START RECORD SET

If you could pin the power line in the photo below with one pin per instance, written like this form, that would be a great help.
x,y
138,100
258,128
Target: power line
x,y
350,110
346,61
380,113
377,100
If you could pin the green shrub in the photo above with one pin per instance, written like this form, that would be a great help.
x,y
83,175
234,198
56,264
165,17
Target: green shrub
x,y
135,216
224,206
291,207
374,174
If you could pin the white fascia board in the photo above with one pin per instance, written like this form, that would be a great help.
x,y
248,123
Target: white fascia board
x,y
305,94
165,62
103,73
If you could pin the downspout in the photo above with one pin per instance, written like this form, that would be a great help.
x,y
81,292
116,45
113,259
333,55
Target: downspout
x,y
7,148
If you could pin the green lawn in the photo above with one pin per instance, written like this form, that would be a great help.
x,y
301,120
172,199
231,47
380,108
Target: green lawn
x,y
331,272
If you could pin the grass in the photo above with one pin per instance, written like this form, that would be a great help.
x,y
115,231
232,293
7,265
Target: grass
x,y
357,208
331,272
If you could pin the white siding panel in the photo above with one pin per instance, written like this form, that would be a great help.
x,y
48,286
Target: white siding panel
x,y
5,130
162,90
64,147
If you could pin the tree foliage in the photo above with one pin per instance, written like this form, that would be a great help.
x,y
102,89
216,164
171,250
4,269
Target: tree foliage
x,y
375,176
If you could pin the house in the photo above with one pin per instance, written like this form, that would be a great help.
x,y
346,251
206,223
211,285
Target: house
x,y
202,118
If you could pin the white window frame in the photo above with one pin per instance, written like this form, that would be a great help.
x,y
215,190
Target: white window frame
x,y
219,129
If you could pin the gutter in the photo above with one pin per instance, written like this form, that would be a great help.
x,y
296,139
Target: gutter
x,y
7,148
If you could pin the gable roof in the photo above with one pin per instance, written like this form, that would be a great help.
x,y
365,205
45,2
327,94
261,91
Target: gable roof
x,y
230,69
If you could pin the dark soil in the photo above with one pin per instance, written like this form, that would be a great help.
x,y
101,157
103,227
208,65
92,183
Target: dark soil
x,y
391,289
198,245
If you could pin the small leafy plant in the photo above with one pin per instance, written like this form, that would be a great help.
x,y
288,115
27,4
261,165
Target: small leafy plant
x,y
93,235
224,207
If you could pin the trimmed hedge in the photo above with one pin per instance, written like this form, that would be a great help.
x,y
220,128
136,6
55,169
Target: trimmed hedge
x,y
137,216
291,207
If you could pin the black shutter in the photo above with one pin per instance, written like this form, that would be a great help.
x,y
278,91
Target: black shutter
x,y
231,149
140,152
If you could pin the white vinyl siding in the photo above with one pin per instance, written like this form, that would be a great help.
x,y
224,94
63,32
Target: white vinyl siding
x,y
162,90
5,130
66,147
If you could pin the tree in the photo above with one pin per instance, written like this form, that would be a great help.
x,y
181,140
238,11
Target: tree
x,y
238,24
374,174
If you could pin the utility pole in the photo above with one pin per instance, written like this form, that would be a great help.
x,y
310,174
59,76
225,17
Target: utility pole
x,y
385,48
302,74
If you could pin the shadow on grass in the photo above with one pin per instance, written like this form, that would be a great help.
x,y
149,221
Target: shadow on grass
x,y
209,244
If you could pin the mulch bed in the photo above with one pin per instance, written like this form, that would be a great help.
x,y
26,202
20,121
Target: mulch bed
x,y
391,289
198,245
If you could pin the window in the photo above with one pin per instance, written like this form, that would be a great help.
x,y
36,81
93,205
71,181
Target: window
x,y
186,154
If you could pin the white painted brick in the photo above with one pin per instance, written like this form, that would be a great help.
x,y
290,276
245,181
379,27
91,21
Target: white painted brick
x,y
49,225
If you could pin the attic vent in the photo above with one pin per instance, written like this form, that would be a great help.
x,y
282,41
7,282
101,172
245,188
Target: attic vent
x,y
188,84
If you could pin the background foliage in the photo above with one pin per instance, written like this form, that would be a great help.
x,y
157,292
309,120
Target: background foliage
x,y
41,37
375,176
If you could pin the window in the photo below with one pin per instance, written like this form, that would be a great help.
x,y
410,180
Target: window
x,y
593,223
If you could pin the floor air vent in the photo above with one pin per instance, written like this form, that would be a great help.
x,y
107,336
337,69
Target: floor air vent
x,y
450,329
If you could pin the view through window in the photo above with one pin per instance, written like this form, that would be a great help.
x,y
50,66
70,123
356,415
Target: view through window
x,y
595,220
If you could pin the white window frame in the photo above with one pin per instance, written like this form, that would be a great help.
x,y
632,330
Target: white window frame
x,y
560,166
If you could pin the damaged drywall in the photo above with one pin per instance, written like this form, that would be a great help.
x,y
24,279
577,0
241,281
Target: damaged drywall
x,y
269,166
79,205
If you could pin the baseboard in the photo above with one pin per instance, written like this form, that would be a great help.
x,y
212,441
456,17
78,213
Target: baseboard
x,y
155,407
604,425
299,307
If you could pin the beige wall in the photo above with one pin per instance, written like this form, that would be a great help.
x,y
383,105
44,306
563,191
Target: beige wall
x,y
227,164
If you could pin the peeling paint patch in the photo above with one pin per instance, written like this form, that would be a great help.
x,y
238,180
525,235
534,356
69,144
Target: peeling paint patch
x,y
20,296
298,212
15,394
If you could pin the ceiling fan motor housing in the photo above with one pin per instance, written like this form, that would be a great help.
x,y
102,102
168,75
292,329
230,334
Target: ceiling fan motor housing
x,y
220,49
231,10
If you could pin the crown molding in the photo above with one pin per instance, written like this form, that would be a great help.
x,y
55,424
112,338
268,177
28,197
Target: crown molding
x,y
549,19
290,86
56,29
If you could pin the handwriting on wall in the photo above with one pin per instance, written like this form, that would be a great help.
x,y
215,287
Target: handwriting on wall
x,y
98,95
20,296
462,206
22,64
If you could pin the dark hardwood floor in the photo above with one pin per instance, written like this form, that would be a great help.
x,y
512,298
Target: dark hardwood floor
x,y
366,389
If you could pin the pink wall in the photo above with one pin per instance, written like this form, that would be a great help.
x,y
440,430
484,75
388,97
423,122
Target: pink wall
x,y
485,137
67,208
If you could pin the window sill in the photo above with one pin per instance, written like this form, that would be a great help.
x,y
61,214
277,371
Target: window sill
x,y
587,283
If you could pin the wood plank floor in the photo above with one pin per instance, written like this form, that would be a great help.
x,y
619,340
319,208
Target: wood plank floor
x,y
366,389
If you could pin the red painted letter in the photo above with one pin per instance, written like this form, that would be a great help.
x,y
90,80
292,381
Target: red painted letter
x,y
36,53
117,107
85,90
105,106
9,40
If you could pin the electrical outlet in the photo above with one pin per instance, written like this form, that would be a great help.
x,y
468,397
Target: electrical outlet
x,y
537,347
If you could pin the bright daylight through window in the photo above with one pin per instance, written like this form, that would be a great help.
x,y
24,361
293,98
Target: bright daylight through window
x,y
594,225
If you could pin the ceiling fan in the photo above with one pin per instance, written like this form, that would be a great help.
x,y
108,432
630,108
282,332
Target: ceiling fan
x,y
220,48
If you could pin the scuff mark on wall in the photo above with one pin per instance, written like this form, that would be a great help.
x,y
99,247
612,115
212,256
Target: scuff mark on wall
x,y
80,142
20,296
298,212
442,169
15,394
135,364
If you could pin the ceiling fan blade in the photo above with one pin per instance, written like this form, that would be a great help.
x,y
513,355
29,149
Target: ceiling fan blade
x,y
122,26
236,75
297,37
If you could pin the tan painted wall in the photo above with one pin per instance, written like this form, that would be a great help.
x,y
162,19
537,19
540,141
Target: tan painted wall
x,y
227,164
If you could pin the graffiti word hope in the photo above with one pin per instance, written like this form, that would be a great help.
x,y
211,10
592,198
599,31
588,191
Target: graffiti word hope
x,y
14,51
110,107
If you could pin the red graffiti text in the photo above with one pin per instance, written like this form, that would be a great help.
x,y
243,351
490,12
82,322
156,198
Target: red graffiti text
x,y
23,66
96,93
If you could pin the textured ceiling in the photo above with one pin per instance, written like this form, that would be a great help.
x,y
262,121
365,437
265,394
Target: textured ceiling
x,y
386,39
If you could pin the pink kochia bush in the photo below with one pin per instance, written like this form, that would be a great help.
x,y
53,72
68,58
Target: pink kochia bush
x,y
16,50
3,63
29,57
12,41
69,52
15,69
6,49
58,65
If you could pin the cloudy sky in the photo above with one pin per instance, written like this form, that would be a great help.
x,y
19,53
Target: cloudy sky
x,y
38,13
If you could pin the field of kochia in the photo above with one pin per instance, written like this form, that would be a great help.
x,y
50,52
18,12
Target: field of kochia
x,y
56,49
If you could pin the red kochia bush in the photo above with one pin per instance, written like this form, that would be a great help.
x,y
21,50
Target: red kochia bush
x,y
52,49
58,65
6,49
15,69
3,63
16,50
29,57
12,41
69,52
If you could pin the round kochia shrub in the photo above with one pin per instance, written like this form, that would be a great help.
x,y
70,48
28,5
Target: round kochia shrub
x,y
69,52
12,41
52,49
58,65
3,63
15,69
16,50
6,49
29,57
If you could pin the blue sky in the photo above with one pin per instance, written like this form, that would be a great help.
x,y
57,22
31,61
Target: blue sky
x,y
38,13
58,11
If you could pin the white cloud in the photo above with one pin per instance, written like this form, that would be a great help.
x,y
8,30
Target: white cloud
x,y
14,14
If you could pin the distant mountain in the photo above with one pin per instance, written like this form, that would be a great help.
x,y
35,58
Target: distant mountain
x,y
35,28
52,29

END RECORD SET
START RECORD SET

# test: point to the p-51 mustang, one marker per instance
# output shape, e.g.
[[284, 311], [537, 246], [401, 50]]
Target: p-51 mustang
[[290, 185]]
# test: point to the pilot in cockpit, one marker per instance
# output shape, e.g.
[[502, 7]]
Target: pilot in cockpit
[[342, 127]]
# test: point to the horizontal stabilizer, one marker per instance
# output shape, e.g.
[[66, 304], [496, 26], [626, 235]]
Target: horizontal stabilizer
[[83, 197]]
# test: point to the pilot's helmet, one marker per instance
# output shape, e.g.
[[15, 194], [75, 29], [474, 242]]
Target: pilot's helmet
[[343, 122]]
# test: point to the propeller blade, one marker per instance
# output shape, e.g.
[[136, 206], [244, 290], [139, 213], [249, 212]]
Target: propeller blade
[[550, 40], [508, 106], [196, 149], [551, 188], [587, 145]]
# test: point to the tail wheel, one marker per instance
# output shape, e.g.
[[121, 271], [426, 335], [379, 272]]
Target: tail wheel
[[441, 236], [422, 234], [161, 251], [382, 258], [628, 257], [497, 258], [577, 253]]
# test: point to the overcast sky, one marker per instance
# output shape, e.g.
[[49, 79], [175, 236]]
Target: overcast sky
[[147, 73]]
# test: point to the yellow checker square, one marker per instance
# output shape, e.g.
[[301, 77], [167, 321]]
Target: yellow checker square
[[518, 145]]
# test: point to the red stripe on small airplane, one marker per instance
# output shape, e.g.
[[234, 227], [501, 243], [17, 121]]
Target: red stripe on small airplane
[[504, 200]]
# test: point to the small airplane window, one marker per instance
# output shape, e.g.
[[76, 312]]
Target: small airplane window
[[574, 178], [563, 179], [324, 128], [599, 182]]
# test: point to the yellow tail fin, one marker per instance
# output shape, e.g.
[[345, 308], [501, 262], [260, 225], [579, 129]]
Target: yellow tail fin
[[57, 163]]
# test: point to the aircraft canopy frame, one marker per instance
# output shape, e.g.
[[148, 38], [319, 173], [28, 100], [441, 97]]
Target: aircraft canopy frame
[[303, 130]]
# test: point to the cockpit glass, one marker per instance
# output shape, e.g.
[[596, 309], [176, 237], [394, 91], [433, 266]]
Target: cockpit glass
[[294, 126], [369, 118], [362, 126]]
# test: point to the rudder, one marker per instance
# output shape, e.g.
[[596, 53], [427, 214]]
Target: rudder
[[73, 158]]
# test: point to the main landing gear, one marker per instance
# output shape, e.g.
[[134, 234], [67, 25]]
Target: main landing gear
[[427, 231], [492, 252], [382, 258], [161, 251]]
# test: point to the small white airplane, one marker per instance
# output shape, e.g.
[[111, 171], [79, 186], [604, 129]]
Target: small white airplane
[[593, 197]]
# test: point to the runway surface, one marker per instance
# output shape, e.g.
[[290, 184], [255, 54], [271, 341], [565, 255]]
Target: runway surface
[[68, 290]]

END RECORD SET

:: PROBLEM ::
One stretch of the lines above is wanted, from the line that contains "If you could pin the power" through the line that contains "If you could pin the green shrub". Output it exactly.

:: RESPONSE TO THE TASK ::
If you could pin the power line in the photo below with one pin per instance, written like this form, that would be a great help.
x,y
138,100
258,128
Target: power line
x,y
350,110
346,61
380,113
377,100
If you could pin the green shrub in the photo above with one pin per instance, written like this form, that would be a great help.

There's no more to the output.